Alıştırma: Kayıtlarda geçen "utility pole" yerine "traffic light" yazarak tüm kayıtları yeniden verin; başka hiçbir şeyi değiştirmeyin. Resimleri yanıta dahil etmeyin.

━━━━━━━━━━━━━━━━

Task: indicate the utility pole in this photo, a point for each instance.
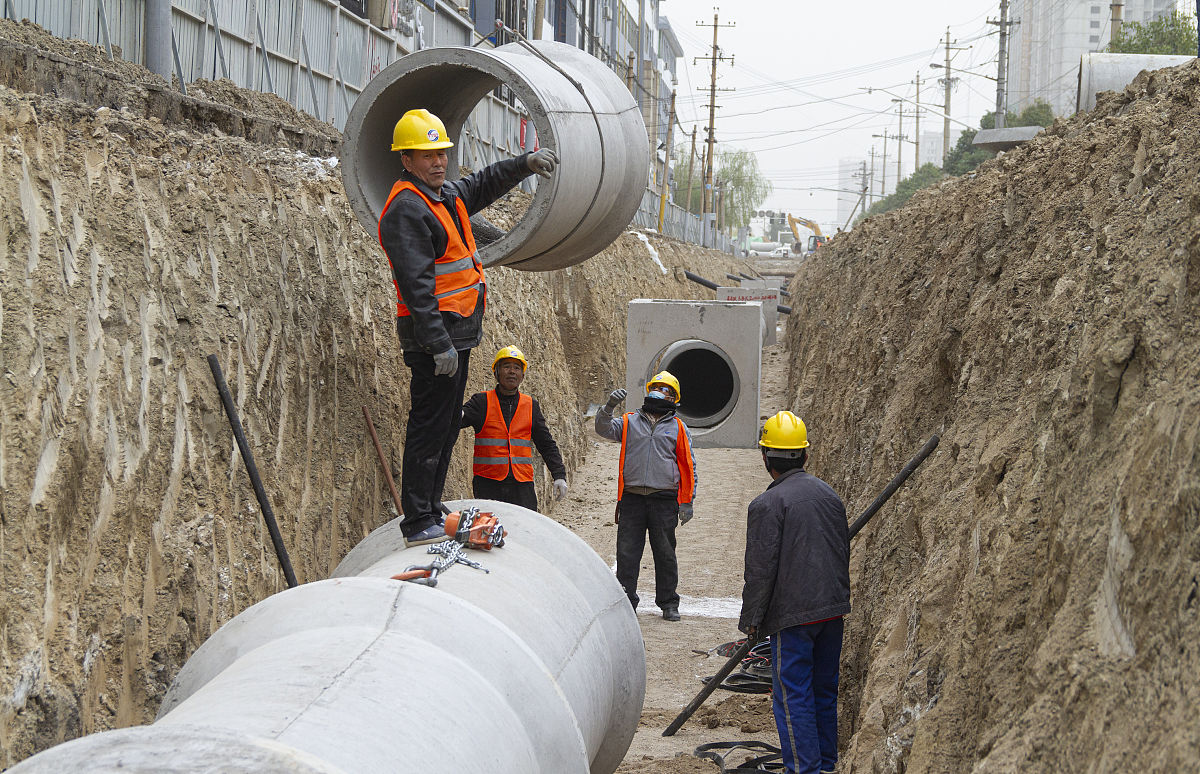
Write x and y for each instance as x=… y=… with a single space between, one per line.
x=691 y=161
x=1002 y=65
x=666 y=163
x=916 y=154
x=883 y=166
x=539 y=13
x=870 y=198
x=712 y=119
x=948 y=82
x=900 y=142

━━━━━━━━━━━━━━━━

Tamamlanmış Yanıt:
Task: indicate the traffic light in this photo, a point for each instance.
Write x and y for each instance as x=… y=… with a single space between, one per line.
x=691 y=161
x=1002 y=65
x=666 y=163
x=916 y=154
x=883 y=166
x=539 y=13
x=870 y=198
x=712 y=119
x=948 y=82
x=900 y=142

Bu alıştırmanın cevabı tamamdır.